* What you need to do:
Please list each line in the records below that contains the word "board".

[Point placement records]
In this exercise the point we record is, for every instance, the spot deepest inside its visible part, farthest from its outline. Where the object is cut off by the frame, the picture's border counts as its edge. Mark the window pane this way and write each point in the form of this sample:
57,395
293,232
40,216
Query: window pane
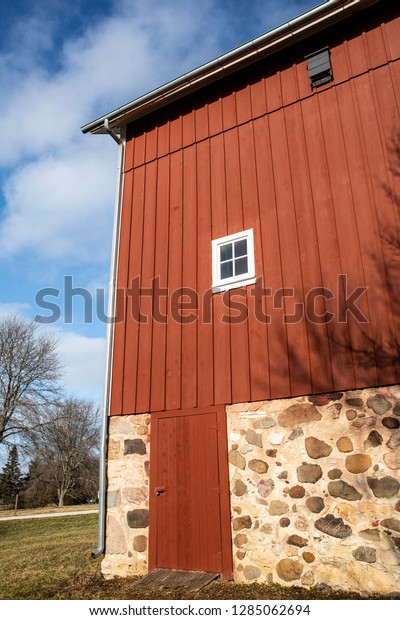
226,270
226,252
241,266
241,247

...

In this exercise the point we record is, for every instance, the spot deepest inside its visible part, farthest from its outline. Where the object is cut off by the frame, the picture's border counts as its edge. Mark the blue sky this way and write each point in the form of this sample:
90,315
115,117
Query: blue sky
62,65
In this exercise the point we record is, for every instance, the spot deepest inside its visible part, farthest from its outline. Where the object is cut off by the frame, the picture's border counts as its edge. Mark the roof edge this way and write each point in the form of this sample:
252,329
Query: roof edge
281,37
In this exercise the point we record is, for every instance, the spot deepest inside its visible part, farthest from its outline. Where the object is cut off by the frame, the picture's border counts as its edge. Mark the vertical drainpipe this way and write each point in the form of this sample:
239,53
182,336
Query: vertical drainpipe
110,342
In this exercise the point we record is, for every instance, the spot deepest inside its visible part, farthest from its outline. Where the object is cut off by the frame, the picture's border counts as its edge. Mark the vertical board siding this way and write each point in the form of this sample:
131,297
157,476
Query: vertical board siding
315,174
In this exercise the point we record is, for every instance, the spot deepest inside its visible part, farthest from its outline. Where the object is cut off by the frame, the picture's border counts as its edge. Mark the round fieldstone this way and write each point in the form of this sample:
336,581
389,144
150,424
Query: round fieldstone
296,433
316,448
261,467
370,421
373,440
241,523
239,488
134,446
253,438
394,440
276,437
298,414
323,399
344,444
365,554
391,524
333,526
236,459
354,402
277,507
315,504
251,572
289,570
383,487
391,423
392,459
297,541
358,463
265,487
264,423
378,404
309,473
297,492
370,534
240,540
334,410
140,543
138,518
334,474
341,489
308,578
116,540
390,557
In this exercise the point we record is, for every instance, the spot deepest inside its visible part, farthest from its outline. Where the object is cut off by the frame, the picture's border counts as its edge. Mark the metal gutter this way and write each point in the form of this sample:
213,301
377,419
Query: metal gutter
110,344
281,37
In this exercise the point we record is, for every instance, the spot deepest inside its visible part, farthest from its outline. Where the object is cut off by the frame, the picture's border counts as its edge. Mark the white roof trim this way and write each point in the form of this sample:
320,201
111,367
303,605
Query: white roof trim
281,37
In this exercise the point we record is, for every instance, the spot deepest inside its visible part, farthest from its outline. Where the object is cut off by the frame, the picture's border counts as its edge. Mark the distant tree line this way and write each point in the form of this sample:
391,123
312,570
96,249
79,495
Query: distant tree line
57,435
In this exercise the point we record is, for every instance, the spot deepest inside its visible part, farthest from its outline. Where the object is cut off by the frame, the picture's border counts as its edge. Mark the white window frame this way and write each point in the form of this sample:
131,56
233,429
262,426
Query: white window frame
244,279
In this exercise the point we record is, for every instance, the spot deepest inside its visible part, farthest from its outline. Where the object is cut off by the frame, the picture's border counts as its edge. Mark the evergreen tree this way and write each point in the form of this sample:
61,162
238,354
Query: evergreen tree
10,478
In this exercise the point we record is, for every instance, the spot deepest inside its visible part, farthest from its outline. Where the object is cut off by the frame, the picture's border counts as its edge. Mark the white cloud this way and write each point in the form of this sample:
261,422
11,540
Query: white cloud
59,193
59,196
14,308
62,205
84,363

* Solution for this exercise:
In this exercise the point we record is, for every instance, the spot deepest inside its visible part, farthest from its outline. Where the object is cut off by the frame, the picture's border counts as its edge. Mark the vertical board siding this way and write each point in the form of this sample:
Query: vertical board siding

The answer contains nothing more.